[begin Listed records]

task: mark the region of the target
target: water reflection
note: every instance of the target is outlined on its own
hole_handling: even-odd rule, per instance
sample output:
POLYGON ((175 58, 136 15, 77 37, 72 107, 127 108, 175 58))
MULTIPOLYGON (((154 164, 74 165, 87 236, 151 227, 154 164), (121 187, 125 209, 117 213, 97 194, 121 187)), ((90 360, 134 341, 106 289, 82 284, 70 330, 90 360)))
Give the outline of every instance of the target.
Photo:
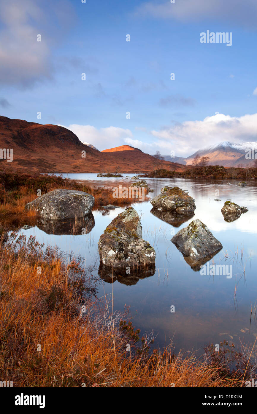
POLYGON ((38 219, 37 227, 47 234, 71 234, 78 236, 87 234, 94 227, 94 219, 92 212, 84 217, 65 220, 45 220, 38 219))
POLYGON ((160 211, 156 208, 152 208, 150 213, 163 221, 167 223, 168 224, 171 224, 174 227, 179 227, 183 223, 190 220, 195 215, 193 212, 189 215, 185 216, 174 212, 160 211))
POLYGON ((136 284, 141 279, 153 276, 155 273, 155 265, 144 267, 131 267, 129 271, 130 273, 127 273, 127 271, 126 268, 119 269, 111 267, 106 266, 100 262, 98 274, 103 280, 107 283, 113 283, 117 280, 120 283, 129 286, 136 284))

[end Listed records]

■ **Task brief**: Copy the records above word for word, but leave out the pictures.

■ **The solution**:
task: mark the region of the target
target: water reflection
note: every instance of the target is outlined on its own
hole_handling: even-odd rule, per instance
sample output:
POLYGON ((175 58, 136 15, 77 37, 72 107, 127 108, 175 58))
MULTIPOLYGON (((154 164, 74 165, 87 236, 151 227, 154 164), (121 187, 125 209, 117 213, 97 194, 121 187)), ((90 360, 134 341, 106 289, 82 284, 70 330, 90 360)))
Give the outline of every instance of the target.
Photo:
POLYGON ((38 219, 37 227, 47 234, 71 234, 78 236, 87 234, 94 227, 94 219, 92 212, 84 217, 65 220, 45 220, 38 219))
POLYGON ((160 211, 156 208, 152 208, 150 213, 163 221, 167 223, 168 224, 171 224, 174 227, 179 227, 183 223, 190 220, 195 215, 193 212, 189 215, 185 216, 174 212, 160 211))
POLYGON ((136 284, 141 279, 153 276, 155 273, 155 265, 144 267, 131 267, 129 271, 130 273, 127 273, 127 271, 126 268, 119 269, 111 267, 106 266, 100 262, 98 274, 103 280, 107 283, 113 283, 117 280, 120 283, 129 286, 136 284))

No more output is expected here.